Summarize the garden piece below in two sentences.

**READING PASSAGE:**
%%

What's a cardoon and how did it get in my garden?

  Cardoons starting to grow behind a wall of Swiss chard. 

Cardoons starting to grow behind a wall of Swiss chard. 

Way back in 2015 we planted an artichoke start we got from our neighbor. The small plant eventually grew to be 10-feet tall, its buds quickly growing and flowering, and then it just up and fell over. Sometime in the winter I noticed there were little sprouts growing out of the dead flower laying in the dirt so I transplanted them in the greenhouse. When Spring came I noticed the little sprouts had turned into tiny artichoke plants so I excitedly replanted them in the garden in Spring. Eventually they grew into a towering artichoke fortress blocking out the sun from our small garden, but I determined it was worth it for artichokes. 

We waited patiently for the artichokes to reach full size, and then we picked one, boiled it for an hour, and dipped the leaves in garlic butter. You can’t imagine the disappointment we felt when we discovered they were too fibrous to eat. We boiled the next one for two hours and found it was still woody and inedible. What kind of cruel and twisted joke had our neighbor played on us and why did I plant a dozen of these things all over the year?

Eventually I spotted my neighbor in his garden and asked him about it. He told me the artichoke wasn't a typical artichoke, and that he thought it might be something called a cardoon, a variation of artichoke prized for the stems of its giant leaves, not its hearts. For real, the prize is the giant, scraggly-ass Jurassic Park-looking things.  Is there an expression for being “Trojan horsed” but in respect to gardening?

%%

**DATASET EXCERPTS:**
%%

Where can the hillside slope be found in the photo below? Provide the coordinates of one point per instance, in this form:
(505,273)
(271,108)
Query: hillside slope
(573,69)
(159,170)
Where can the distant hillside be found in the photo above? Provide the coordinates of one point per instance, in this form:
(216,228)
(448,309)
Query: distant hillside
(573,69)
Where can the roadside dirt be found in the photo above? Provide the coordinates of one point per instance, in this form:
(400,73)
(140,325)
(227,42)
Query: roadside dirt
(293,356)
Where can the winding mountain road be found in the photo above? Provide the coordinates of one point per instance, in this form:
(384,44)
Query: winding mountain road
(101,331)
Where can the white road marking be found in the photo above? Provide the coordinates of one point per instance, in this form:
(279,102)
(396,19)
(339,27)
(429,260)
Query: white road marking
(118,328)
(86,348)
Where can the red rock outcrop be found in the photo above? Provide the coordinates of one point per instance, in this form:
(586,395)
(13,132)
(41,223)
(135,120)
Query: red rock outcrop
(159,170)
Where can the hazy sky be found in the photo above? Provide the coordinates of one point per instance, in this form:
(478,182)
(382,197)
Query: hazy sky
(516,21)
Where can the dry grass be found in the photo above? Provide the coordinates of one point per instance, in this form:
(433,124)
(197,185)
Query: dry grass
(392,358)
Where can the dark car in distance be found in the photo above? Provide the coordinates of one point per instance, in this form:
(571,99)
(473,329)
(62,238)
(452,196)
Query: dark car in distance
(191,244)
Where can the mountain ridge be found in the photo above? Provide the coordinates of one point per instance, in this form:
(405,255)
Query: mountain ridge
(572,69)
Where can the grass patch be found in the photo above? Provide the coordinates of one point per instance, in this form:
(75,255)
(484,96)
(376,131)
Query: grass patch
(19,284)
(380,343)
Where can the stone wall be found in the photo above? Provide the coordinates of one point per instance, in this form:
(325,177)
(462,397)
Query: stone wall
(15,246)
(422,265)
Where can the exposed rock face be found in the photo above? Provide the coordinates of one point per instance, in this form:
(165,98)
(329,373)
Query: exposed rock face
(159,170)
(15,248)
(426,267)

%%

**RESPONSE:**
In 2015 the writer planted an artichoke start from a neighbor, then transplanted the sprouts that grew from its fallen flower and replanted them in the garden, where they grew into a towering "artichoke fortress." The artichokes stayed too fibrous to eat even after two hours of boiling, and the neighbor later said the plant might be a cardoon, a variation of artichoke prized for the stems of its giant leaves, not its hearts.